▶ [Aim]:
Begin at the line that has "[indicate] the lighthouse -- for" and stop after the last line of the data. Copy each of those lines again, requests included, multiplying every coordinate in the answers by 2.05 and rounding to whole numbers, with halves rounded up.

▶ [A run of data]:
** begin **

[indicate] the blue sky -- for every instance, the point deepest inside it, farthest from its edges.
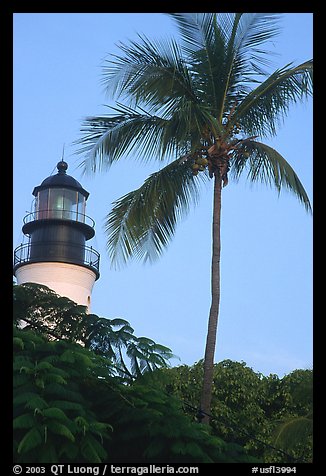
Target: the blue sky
(266, 263)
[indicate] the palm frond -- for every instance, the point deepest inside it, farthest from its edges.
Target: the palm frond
(148, 137)
(265, 164)
(268, 104)
(142, 223)
(149, 73)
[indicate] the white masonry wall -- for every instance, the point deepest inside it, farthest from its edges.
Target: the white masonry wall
(70, 280)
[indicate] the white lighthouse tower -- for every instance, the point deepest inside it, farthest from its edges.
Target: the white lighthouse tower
(56, 254)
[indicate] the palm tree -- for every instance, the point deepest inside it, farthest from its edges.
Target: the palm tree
(201, 103)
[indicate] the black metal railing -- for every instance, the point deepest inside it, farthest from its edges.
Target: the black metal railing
(57, 251)
(60, 215)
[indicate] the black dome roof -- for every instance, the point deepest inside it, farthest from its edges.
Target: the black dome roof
(61, 180)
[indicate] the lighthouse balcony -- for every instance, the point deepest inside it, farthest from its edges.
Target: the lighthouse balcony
(81, 255)
(70, 217)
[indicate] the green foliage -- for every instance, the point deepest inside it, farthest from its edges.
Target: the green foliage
(206, 95)
(56, 317)
(250, 409)
(48, 402)
(70, 404)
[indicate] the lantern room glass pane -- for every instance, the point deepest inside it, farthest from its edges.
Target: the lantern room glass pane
(81, 204)
(42, 205)
(60, 203)
(56, 203)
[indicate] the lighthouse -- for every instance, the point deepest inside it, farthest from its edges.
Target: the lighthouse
(56, 254)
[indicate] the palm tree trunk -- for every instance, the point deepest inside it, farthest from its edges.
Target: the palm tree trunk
(215, 304)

** end **

▶ [Correct output]:
[indicate] the lighthouse -- for every instance, the point deepest inside it, farthest from its edges.
Target: the lighthouse
(115, 521)
[indicate] the palm tree trunk -- for every instance, the point deepest inside it, farthest from its edges.
Target: the palm tree trunk
(441, 623)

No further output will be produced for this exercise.